● TASK REQUIREMENTS
Transcribe each line of the material exactly as it stands.

-*-

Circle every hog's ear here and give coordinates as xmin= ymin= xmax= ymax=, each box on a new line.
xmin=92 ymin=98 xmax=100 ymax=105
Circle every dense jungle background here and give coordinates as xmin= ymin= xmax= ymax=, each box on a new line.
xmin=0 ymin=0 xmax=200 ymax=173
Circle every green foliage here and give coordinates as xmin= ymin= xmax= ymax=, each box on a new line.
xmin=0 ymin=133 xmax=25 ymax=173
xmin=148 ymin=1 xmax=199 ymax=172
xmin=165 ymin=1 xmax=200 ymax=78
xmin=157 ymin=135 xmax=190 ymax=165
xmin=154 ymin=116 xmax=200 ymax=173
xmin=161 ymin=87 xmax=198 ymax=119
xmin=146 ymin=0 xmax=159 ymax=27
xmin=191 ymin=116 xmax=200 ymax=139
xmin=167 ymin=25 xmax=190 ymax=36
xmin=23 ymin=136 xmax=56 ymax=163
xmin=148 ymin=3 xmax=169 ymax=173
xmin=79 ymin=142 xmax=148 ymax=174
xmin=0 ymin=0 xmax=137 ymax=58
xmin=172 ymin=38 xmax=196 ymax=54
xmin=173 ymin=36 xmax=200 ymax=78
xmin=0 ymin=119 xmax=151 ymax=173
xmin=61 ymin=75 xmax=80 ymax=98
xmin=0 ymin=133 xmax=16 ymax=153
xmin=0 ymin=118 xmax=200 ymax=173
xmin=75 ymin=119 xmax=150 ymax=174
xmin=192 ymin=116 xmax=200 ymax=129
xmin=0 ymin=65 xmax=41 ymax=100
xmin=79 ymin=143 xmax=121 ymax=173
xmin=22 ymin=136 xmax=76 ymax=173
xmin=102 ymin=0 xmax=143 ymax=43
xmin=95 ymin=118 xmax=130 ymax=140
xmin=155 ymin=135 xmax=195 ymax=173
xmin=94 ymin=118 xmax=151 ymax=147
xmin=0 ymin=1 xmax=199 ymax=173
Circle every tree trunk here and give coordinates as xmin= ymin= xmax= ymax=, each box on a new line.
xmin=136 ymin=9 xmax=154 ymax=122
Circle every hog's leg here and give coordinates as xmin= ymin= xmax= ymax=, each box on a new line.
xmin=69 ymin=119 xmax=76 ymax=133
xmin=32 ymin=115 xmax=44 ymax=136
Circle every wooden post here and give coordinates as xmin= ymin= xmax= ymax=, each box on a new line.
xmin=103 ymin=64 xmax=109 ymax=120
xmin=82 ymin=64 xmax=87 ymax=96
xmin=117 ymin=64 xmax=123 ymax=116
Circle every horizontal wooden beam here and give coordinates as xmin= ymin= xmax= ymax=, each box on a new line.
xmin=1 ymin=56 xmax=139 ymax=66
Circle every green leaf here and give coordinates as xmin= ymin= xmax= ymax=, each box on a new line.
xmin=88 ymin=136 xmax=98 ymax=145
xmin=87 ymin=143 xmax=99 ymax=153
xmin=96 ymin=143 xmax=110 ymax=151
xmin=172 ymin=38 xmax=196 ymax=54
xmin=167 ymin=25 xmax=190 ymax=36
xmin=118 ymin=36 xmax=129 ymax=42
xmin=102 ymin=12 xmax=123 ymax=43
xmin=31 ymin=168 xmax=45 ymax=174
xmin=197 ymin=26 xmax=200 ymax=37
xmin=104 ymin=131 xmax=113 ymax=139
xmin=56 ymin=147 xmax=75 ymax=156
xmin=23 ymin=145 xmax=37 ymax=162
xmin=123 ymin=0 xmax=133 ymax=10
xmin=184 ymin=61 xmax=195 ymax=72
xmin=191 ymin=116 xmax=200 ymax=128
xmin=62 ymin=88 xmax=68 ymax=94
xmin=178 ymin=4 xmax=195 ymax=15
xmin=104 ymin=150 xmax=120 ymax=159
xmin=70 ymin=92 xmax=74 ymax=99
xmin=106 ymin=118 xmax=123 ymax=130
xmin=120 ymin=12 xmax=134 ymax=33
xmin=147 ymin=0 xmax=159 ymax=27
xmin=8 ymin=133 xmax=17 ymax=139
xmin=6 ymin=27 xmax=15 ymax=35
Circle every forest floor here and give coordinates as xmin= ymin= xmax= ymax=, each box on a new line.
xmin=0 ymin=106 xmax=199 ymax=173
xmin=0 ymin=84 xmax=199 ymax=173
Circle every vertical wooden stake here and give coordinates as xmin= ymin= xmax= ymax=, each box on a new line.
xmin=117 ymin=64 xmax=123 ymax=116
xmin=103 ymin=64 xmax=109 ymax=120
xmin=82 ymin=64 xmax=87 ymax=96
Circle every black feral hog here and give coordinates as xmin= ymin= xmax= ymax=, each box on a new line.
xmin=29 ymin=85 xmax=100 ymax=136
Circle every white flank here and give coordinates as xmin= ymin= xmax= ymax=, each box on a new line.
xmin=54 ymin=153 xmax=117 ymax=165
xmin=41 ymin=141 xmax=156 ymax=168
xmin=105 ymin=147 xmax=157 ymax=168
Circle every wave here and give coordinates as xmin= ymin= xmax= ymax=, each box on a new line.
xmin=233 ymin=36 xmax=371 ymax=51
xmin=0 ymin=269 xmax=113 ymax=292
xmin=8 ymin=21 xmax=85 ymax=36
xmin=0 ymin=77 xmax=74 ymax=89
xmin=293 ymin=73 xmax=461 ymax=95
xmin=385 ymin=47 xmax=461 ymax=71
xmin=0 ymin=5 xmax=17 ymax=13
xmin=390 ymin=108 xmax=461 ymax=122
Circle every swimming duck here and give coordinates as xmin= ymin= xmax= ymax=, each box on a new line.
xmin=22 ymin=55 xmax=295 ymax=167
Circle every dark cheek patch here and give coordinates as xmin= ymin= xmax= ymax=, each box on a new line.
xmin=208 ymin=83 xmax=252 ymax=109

-*-

● TASK SOLUTION
Circle every hog's ear here and give coordinates as xmin= ymin= xmax= ymax=, each box on a new line.
xmin=92 ymin=98 xmax=100 ymax=105
Circle every dense jungle background here and give coordinates as xmin= ymin= xmax= ymax=, each box on a new line.
xmin=0 ymin=0 xmax=200 ymax=173
Circle every green foliage here and give coordinates as xmin= ymin= xmax= ymax=, each box on a new line.
xmin=0 ymin=133 xmax=25 ymax=173
xmin=148 ymin=1 xmax=199 ymax=172
xmin=165 ymin=1 xmax=200 ymax=78
xmin=157 ymin=135 xmax=190 ymax=165
xmin=154 ymin=116 xmax=200 ymax=173
xmin=161 ymin=87 xmax=198 ymax=119
xmin=146 ymin=0 xmax=159 ymax=27
xmin=191 ymin=116 xmax=200 ymax=139
xmin=167 ymin=25 xmax=190 ymax=36
xmin=23 ymin=136 xmax=56 ymax=163
xmin=148 ymin=3 xmax=169 ymax=173
xmin=79 ymin=142 xmax=148 ymax=174
xmin=0 ymin=0 xmax=137 ymax=58
xmin=172 ymin=38 xmax=196 ymax=54
xmin=173 ymin=36 xmax=200 ymax=78
xmin=0 ymin=119 xmax=151 ymax=173
xmin=61 ymin=75 xmax=80 ymax=98
xmin=0 ymin=133 xmax=16 ymax=153
xmin=0 ymin=118 xmax=200 ymax=173
xmin=75 ymin=119 xmax=150 ymax=174
xmin=192 ymin=116 xmax=200 ymax=129
xmin=0 ymin=65 xmax=41 ymax=100
xmin=79 ymin=143 xmax=121 ymax=173
xmin=22 ymin=136 xmax=76 ymax=173
xmin=102 ymin=0 xmax=143 ymax=43
xmin=95 ymin=118 xmax=130 ymax=140
xmin=155 ymin=135 xmax=195 ymax=173
xmin=94 ymin=118 xmax=151 ymax=147
xmin=0 ymin=1 xmax=199 ymax=173
Circle every tree trunk here and give coordinates as xmin= ymin= xmax= ymax=, each box on a new line.
xmin=136 ymin=9 xmax=154 ymax=122
Circle every hog's leg here and give coordinates as xmin= ymin= xmax= ymax=, each box on a new line.
xmin=69 ymin=119 xmax=76 ymax=133
xmin=32 ymin=115 xmax=44 ymax=136
Circle every wooden post here and give coordinates as xmin= ymin= xmax= ymax=, each box on a new line.
xmin=103 ymin=64 xmax=109 ymax=120
xmin=82 ymin=64 xmax=87 ymax=96
xmin=117 ymin=64 xmax=123 ymax=116
Circle every horizontal wooden beam here and give coordinates as xmin= ymin= xmax= ymax=, each box on a new line.
xmin=1 ymin=56 xmax=139 ymax=66
Circle every green leaf here and give coordinates as xmin= ymin= xmax= ymax=, each box on a new line.
xmin=88 ymin=136 xmax=98 ymax=145
xmin=87 ymin=143 xmax=99 ymax=153
xmin=96 ymin=143 xmax=110 ymax=151
xmin=172 ymin=38 xmax=196 ymax=54
xmin=167 ymin=25 xmax=190 ymax=36
xmin=118 ymin=36 xmax=129 ymax=42
xmin=102 ymin=12 xmax=123 ymax=43
xmin=31 ymin=168 xmax=45 ymax=174
xmin=197 ymin=26 xmax=200 ymax=37
xmin=104 ymin=131 xmax=113 ymax=139
xmin=56 ymin=147 xmax=75 ymax=156
xmin=23 ymin=145 xmax=37 ymax=162
xmin=123 ymin=0 xmax=133 ymax=10
xmin=184 ymin=61 xmax=195 ymax=72
xmin=191 ymin=116 xmax=200 ymax=128
xmin=62 ymin=88 xmax=68 ymax=94
xmin=178 ymin=4 xmax=195 ymax=15
xmin=104 ymin=150 xmax=120 ymax=159
xmin=70 ymin=92 xmax=74 ymax=99
xmin=106 ymin=118 xmax=123 ymax=130
xmin=120 ymin=12 xmax=134 ymax=33
xmin=147 ymin=0 xmax=159 ymax=27
xmin=8 ymin=133 xmax=17 ymax=139
xmin=6 ymin=27 xmax=15 ymax=35
Circle every forest floor here and give coordinates as xmin= ymin= xmax= ymax=, each box on a new line.
xmin=0 ymin=106 xmax=199 ymax=173
xmin=0 ymin=84 xmax=199 ymax=173
Circle every vertical wooden stake here and give coordinates as xmin= ymin= xmax= ymax=, each box on a new line.
xmin=117 ymin=64 xmax=123 ymax=116
xmin=103 ymin=64 xmax=109 ymax=120
xmin=82 ymin=64 xmax=87 ymax=96
Circle every black feral hog here and give coordinates as xmin= ymin= xmax= ymax=, each box on a new line.
xmin=29 ymin=85 xmax=100 ymax=136
Circle every white flank here and give coordinates as xmin= ymin= xmax= ymax=, each box on a new line.
xmin=54 ymin=153 xmax=117 ymax=165
xmin=41 ymin=141 xmax=156 ymax=168
xmin=105 ymin=147 xmax=157 ymax=168
Circle every wave here and give coordinates as xmin= ymin= xmax= ymax=, each box on a new line.
xmin=233 ymin=36 xmax=371 ymax=51
xmin=0 ymin=269 xmax=113 ymax=292
xmin=8 ymin=21 xmax=85 ymax=36
xmin=0 ymin=77 xmax=74 ymax=89
xmin=293 ymin=73 xmax=461 ymax=95
xmin=385 ymin=47 xmax=461 ymax=71
xmin=0 ymin=5 xmax=17 ymax=13
xmin=390 ymin=108 xmax=461 ymax=122
Circle every swimming duck here and give coordinates as xmin= ymin= xmax= ymax=, each box on a new line.
xmin=22 ymin=55 xmax=295 ymax=167
Circle every dark cheek patch here and give coordinates as xmin= ymin= xmax= ymax=, each box on a new line.
xmin=208 ymin=83 xmax=252 ymax=109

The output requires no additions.